Instructions to follow: Find each line in the items below that contains the string "inspect", matching case exactly, and copy those lines in full.

[Dataset excerpt]

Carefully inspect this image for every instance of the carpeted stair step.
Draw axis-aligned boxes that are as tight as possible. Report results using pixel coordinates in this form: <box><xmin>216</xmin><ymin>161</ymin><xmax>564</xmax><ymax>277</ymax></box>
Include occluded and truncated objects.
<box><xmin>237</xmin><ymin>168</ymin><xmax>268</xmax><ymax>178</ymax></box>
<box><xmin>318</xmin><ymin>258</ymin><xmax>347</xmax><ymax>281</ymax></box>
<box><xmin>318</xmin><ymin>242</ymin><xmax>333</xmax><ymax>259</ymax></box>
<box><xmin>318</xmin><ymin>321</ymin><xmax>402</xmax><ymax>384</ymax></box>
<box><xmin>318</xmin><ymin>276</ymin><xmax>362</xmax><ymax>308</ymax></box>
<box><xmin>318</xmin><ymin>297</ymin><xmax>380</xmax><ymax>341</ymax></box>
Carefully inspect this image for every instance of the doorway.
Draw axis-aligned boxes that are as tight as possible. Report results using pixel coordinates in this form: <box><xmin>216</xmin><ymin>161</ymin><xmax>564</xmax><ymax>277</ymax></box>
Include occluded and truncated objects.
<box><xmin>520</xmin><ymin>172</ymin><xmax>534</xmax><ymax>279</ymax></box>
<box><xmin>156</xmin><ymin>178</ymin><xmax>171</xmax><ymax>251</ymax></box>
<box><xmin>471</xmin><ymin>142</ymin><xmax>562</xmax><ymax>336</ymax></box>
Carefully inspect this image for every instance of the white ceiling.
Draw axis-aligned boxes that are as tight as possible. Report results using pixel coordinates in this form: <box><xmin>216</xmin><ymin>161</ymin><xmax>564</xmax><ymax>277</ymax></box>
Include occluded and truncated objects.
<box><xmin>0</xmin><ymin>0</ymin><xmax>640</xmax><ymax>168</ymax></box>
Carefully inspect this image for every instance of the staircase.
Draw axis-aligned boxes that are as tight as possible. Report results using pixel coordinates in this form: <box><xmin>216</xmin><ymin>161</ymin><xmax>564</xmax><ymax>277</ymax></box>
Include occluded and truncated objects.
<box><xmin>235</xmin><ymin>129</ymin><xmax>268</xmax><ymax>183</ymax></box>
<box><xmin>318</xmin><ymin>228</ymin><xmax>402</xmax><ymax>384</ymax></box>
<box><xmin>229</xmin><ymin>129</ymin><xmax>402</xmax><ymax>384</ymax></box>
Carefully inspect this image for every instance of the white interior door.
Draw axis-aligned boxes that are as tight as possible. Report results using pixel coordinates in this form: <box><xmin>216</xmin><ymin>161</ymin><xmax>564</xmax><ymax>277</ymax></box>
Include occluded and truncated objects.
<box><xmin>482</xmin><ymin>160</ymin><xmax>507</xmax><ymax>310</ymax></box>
* * *
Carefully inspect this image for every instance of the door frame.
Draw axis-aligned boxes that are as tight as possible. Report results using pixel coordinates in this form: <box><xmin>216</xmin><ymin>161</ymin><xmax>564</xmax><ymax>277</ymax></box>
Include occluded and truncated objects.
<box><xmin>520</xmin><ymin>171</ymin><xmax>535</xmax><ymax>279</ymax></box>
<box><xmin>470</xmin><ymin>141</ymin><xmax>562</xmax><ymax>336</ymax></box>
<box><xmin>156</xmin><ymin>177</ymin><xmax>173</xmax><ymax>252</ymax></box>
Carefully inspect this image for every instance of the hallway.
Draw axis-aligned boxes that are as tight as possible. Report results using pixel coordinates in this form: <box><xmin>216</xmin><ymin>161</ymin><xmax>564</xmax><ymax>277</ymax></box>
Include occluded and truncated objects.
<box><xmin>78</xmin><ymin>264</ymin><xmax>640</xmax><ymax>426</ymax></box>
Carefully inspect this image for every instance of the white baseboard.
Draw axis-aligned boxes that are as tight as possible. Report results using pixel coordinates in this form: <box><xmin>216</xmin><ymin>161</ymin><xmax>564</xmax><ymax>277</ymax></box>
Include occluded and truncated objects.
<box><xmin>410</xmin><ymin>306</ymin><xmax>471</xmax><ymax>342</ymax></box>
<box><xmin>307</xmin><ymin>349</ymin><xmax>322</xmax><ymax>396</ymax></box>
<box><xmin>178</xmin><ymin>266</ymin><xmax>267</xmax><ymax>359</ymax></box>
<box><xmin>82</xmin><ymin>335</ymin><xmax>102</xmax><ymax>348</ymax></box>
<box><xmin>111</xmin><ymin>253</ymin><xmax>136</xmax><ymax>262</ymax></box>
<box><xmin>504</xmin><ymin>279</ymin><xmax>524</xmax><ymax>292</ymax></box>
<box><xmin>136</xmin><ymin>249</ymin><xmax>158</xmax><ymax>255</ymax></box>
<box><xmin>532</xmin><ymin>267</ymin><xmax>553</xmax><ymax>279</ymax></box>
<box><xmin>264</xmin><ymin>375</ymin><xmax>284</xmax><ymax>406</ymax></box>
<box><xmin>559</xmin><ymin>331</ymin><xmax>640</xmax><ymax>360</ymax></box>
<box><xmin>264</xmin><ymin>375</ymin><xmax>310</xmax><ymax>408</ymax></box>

Answer to this task:
Carefully inspect this image for every instance of the carpeted stair step.
Carefully inspect this image for every instance of the doorway.
Carefully inspect this image for every instance of the white ceiling.
Carefully inspect this image for every instance of the staircase.
Carefully inspect this image for every instance of the white interior door.
Carefully inspect this image for every instance of the door frame.
Carefully inspect this image for every instance of the hallway.
Carefully inspect this image for every instance of the white baseboard.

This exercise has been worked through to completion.